- ASSIGNMENT: In your copy of the data, include no pictures and alter nothing else.

--- START ---

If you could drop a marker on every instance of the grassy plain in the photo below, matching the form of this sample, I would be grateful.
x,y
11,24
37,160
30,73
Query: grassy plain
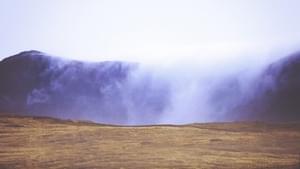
x,y
35,142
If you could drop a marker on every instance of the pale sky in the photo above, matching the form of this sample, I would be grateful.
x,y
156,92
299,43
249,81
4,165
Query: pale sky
x,y
148,31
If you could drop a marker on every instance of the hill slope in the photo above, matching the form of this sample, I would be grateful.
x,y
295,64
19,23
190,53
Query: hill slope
x,y
27,142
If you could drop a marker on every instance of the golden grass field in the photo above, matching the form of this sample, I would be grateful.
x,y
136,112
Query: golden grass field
x,y
32,142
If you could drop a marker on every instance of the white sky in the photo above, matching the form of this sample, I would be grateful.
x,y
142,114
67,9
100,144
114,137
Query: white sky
x,y
152,31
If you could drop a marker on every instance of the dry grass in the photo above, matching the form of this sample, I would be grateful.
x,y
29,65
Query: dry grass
x,y
27,142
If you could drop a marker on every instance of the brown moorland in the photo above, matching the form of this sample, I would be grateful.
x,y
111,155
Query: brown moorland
x,y
36,142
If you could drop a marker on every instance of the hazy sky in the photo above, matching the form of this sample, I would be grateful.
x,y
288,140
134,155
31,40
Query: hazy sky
x,y
148,31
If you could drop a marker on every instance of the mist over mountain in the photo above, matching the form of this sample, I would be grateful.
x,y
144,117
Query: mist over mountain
x,y
34,83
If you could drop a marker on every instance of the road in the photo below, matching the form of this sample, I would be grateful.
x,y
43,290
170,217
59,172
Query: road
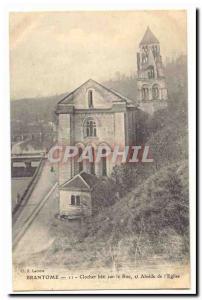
x,y
29,230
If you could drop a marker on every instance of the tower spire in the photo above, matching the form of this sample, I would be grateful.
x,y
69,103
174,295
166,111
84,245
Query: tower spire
x,y
149,38
152,90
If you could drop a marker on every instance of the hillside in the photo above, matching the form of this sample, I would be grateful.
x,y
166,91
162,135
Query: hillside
x,y
147,226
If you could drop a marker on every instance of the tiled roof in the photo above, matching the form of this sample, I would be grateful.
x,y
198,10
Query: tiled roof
x,y
149,38
120,97
82,181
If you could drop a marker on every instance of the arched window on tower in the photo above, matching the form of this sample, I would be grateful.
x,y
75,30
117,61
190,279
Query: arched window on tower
x,y
150,72
155,91
145,92
92,163
90,128
90,99
80,162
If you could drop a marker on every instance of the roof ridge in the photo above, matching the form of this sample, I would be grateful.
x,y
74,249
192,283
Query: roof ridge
x,y
106,88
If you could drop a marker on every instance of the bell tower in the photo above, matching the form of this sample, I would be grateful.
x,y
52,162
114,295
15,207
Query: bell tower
x,y
152,90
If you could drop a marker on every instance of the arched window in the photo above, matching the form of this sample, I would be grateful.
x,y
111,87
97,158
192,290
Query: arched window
x,y
155,91
78,201
150,72
81,162
145,92
92,163
90,128
90,99
104,163
72,200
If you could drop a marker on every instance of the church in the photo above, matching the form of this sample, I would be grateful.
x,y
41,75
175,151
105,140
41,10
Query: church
x,y
97,116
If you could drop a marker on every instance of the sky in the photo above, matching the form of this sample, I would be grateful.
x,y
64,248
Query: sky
x,y
54,53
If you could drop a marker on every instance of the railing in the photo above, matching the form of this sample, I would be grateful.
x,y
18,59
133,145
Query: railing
x,y
23,200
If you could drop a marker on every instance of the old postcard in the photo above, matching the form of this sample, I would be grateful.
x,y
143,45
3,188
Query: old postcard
x,y
99,133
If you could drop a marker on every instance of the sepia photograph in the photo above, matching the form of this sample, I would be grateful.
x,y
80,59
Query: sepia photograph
x,y
99,150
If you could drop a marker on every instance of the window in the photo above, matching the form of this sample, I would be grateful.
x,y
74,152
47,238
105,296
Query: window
x,y
75,200
81,162
145,93
72,200
90,99
78,200
151,72
92,163
89,128
104,164
155,91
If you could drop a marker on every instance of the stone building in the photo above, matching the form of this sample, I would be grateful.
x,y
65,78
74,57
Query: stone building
x,y
152,90
96,115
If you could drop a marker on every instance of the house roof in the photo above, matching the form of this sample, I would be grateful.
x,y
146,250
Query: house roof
x,y
68,98
149,38
82,182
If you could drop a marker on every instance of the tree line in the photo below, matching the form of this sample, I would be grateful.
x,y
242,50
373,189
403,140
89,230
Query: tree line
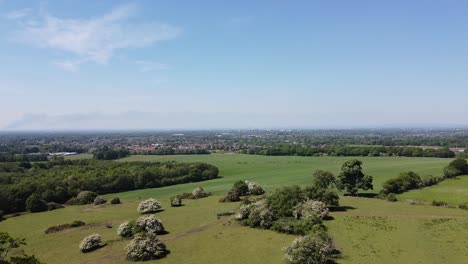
x,y
375,151
59,180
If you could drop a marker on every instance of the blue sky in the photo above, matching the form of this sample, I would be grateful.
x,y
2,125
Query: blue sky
x,y
232,64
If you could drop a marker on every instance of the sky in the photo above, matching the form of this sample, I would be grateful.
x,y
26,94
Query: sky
x,y
69,65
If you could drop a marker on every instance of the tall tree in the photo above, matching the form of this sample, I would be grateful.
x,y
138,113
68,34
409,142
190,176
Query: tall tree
x,y
352,179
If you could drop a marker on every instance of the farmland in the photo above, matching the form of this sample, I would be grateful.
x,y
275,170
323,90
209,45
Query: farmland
x,y
369,231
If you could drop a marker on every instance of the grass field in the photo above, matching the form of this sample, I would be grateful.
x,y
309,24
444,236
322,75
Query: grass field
x,y
370,231
452,191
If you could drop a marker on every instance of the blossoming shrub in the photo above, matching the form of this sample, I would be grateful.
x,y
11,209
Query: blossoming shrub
x,y
254,188
99,200
150,224
146,247
310,209
149,206
176,202
318,248
90,243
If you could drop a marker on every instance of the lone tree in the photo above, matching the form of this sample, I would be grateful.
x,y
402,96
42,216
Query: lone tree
x,y
352,178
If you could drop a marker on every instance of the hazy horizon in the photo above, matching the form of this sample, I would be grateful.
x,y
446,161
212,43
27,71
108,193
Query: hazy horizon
x,y
74,65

--- END ---

- ANSWER BOX:
If you could drop a marker on every instance of the grassy plain in the photo below, matching the form of this sample, I would be grateful.
x,y
11,24
37,160
30,73
Query: grassy plain
x,y
35,142
If you could drop a marker on every instance of the pale sky in the photo above, matching the form of this sample, I would be grateful.
x,y
156,92
299,43
249,81
4,165
Query: pale sky
x,y
148,31
If you could drop a marker on every instance of the hill slope in the photo above, matching the form of this sample, I would be grateful.
x,y
295,64
19,23
190,53
Query: hill slope
x,y
27,142
If you could drop a marker on every instance of the golden grass field in the photo above, matching the form of this sample, I would be grateful.
x,y
136,112
Query: golden grass field
x,y
32,142
If you could drop a marker on every instance of the white sky in the photo above, matching the form of this sample, I would be grateful.
x,y
142,114
67,9
100,144
114,137
Query: white sky
x,y
152,31
If you could drop a marker on every instance of the dry grass in the photo above, matching the form of this sample, I would be grateful.
x,y
29,65
Query: dry grass
x,y
27,142
If you could drop a marker on every instance of the brown moorland in the photo above, matching the form of this sample, I would be grateful.
x,y
111,155
Query: brown moorland
x,y
36,142
If you could drop a marker on every instance of the hazy sky in the photo above, matching the form of this sample, I would be grateful.
x,y
288,140
134,155
31,40
Query: hazy sky
x,y
148,31
If you could drop a marker on every instance of the mist over mountain in the photo above, matching the form of this sample, I would be grateful.
x,y
144,117
Query: mist over mountain
x,y
34,83
If you could drop a marker on every instance of the road in the photo below, matching the form of this sample, I would be grateful.
x,y
43,290
170,217
59,172
Query: road
x,y
29,230
If you could drop a marker on every instance of the tower spire in the photo above, matching the form of this sample, I would be grateful.
x,y
69,103
174,295
166,111
84,245
Query: tower spire
x,y
149,38
152,90
If you could drop a marker on every instance of the hillside in the photo above, matching the form of this sample, I would be grateful.
x,y
166,91
162,135
Query: hillside
x,y
147,226
If you could drop a marker on every instance of the tiled roof in the photo above, matching the form of this sample, I would be grateful.
x,y
198,10
Query: tiled roof
x,y
149,38
120,97
82,181
If you could drop a marker on every instance of the arched window on tower in the photo above, matching the form of this sample, I would be grateful.
x,y
75,30
117,61
190,279
Query: arched window on tower
x,y
150,72
155,91
145,92
92,163
90,128
90,99
80,162
If you could drop a marker on every instance of the roof ridge in the photo above, matching the form of this sample, I would be grateful.
x,y
74,249
192,283
Query: roof ridge
x,y
106,88
If you could drop a marker on every instance of the bell tower in the photo above, matching the form of this sample, I would be grateful.
x,y
52,162
114,295
15,207
Query: bell tower
x,y
152,90
If you could drop a marker on every instance of the arched window in the photo above, matching the form of this sample, I would be grateful.
x,y
111,87
97,158
192,290
Query: arched window
x,y
155,91
78,201
150,72
81,162
145,92
92,163
90,128
90,99
104,163
72,200
If you could drop a marker on every instance of the church in the photo above, matching the form of this sample, I would be grateful.
x,y
41,75
175,151
105,140
41,10
Query: church
x,y
97,116
If you could drop a marker on every instance of the sky in the photo above, matching the form of this sample, I would be grateful.
x,y
64,248
Query: sky
x,y
54,53
If you could drop a marker on every instance of the railing in the photo above, matching the form of this sample, I would be grateful.
x,y
18,59
133,145
Query: railing
x,y
23,200
If you could drop a marker on every instance of the old postcard in the photo above, matching the form of this sample, I would be grateful.
x,y
143,45
3,188
Query: old postcard
x,y
99,133
If you could drop a marker on every instance of the sepia photograph in the photo above, matching the form of this sample, I would be grateful.
x,y
80,59
Query: sepia photograph
x,y
99,150
If you could drop a marker on every instance of the window in the photo above, matching the form of this sample, I would be grateful.
x,y
74,152
47,238
105,296
Query: window
x,y
75,200
81,162
145,93
72,200
90,99
78,200
151,72
92,163
89,128
104,164
155,91
If you could drop a marker on every instance of the stone building in the photo above, matching the form of this sample, I would be grateful.
x,y
65,78
74,57
Query: stone building
x,y
152,90
96,115
If you could drop a marker on every instance of the house roof in the photo above, matching the form of this sample, I would be grateful.
x,y
146,250
Query: house roof
x,y
68,98
149,38
82,182
If you could drop a marker on every instance of the tree line in the photo below, matching the form of this sample, I would be grateful.
x,y
242,50
373,189
403,140
89,230
Query: tree line
x,y
375,151
59,180
If you could drop a marker on every instance of the blue sky in the photo above, matching the form of this sample, I would be grateful.
x,y
2,125
Query: blue sky
x,y
232,64
If you could drop a marker on every instance of the sky in the photo above, matching the form of this sample, I would be grateful.
x,y
26,94
Query: sky
x,y
69,65
If you could drop a marker on every instance of the tall tree in the photo above, matching the form of this sample, I would be grateful.
x,y
138,113
68,34
409,142
190,176
Query: tall tree
x,y
352,179
If you could drop a marker on every instance of the farmland in the photo above, matching the form of this sample, I would be grateful.
x,y
275,170
323,90
209,45
Query: farmland
x,y
369,231
If you could drop a marker on every instance of the grass field in the photo above, matching the form of this sample, I would be grateful.
x,y
309,24
444,236
322,75
Query: grass field
x,y
370,231
452,191
If you could drop a marker on every instance of the blossoming shrub in the photo above, matching the form of this sample, I would be grateful.
x,y
11,209
Query: blossoming shrub
x,y
254,188
99,200
150,224
146,247
310,209
149,206
176,202
318,248
90,243
If you could drop a marker on every instance of the lone tree in the photo above, matching the form of this sample, I would be grateful.
x,y
402,96
42,216
Query: lone tree
x,y
352,178
If you could drop a marker on every instance of the hazy horizon in the photo above, matching the form of this sample, I would be grateful.
x,y
446,161
212,43
27,71
108,193
Query: hazy horizon
x,y
74,65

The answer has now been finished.